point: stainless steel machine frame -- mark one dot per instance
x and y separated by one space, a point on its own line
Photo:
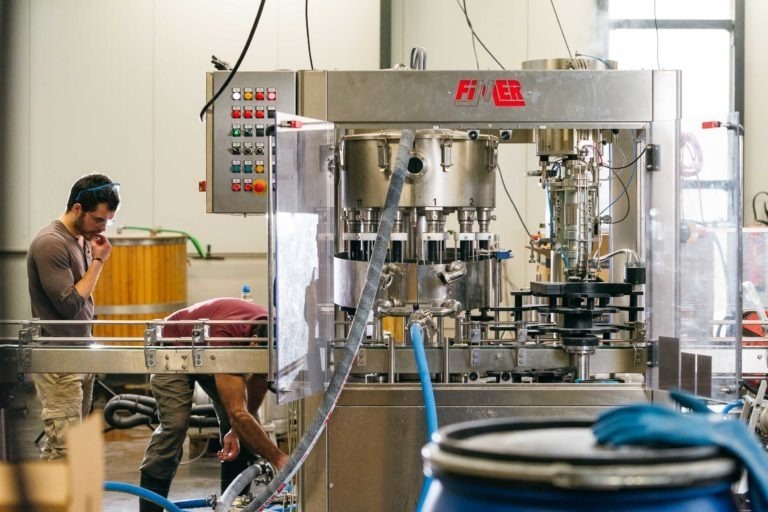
376 429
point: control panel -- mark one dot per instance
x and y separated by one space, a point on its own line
237 178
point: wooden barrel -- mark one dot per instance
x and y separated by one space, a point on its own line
144 278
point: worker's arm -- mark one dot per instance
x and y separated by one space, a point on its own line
100 249
256 385
232 391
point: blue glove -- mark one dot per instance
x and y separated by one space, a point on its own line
656 425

▶ **Problem details**: Reproduce the data from the line containing "point: blue glove" through the end, substituting "work glove" for "blue glove" and leaving everything else unchanged.

▶ **Response for this exercise**:
point: work glove -- mark one dot per instance
x and y separated by one space, a point on its own line
656 425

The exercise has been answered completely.